> [Excerpt]:
== Segment start ==

(Nhat V. Meyer/Bay Area News Group Photo Illustration)

Health

Is youth marijuana use up after legalization? Yes. And no.

Does legalization of marijuana for adults lead to greater use among teenagers?

The long-awaited results of the first major analysis are in. And the answer is: Yes. And no.

The UC-Davis and Columbia University study, published Tuesday in the journal JAMA Pediatrics, compares before-and-after perceptions of marijuana and its use among youth in Colorado and Washington. (Research was concluded before last November’s passage of Prop. 64, legalizing adult recreational cannabis in California.)

It found worrisome increases in marijuana use among younger adolescents in Washington.

But it found no increase in use in younger adolescents in Colorado.

Nor was there any change in use among older adolescents in either Washington or Colorado.

“It is fair to say that we are still uncertain how to explain the results,” wrote one of the nation’s leading pediatricians, Dr. Alain Joffe of the Johns Hopkins University School of Medicine, in an accompanying editorial.

The United States is undergoing a profound shift in the legal status of marijuana, with the percentage of Americans living in states where marijuana use is legal for adults now above 20 percent. Eight states and Washington, D.C. have legalized the use of small amounts for recreational use, 21 states decriminalizing possession of small amounts of marijuana for personal use and 25 states and Washington, D.C. have enacted medical marijuana laws.

There is growing concern that legalization for adults will lead to greater use among youth. Young people are at greatest risk of adverse effects, especially if they begin use in their teens and use daily throughout young adult life.

“The industry will protest that their promotions are intended only for adults, but adolescents cannot be insulated from their messages,”  wrote Wayne Hall of the University of Queensland in Australia, in another accompanying editorial.

Previous research by the nationwide Monitoring the Future study, funded by the National Institute on Drug Abuse, found that  daily use of marijuana by adolescents has increased,  from 5 percent in 2006 to 5.8 percent and 6 percent in 2014 and 2015, respectively, among 12th graders.

== Segment end ==

> [Set of tasks]:
A: Do these statements agree with the article on youth marijuana use? For each, answer yes or no and quote the deciding words of the article. (i) The study found no increase in use among younger adolescents in Colorado. (ii) The study found higher use among older adolescents in Washington. (iii) The study appeared in the journal Pediatrics.
B: According to the article on youth marijuana use, how many states have enacted medical marijuana laws?
C: Please continue the article on youth marijuana use from its last sentence.

> [Supplied data]:
== Segment start ==

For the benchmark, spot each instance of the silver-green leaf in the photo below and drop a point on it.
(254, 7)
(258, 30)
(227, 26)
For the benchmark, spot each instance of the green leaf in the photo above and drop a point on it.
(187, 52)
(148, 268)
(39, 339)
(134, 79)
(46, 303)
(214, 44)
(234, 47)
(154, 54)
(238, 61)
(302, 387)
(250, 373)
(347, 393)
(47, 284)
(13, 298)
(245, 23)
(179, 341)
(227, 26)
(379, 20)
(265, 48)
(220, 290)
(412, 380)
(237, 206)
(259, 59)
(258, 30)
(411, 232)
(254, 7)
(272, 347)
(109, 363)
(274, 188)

== Segment end ==

> [Answers to each task]:
A:
(i) Yes: "But it found no increase in use in younger adolescents in Colorado."
(ii) No: "Nor was there any change in use among older adolescents in either Washington or Colorado."
(iii) No: "published Tuesday in the journal JAMA Pediatrics"

B: 25 states, plus Washington, D.C.

C:
The new JAMA Pediatrics research, lead by Dr. Magdalena Cerdá, associate professor in emergency medicine and associate director of the UC-Davis Violence Prevention Research Program, had split findings.

  • In Washington, legalization of recreational marijuana use significantly reduced perceptions of marijuana’s harmfulness by 14 percent and 16 percent among younger adolescents (8th and 10th graders) and increased these students’  past-month marijuana use by 2 percent and 4 percent  —  but such shifts were not seen in Colorado’s younger adolescents.
  • Among older adolescents (10th graders) in Washington and Colorado, there were no changes in perceived harmfulness or marijuana use in the month after legalization.
  • In 45 states without legalized marijuana use, perceived harmfulness marijuana also decreased by 5 percent and 7 percent for younger adolescents (8th and 10 graders.) But marijuana use declined, as well,  by 1.3 percent and .9 percent.

Confused? If legalization caused changes among youth in one state, we might expect a similar trends among youth in another state.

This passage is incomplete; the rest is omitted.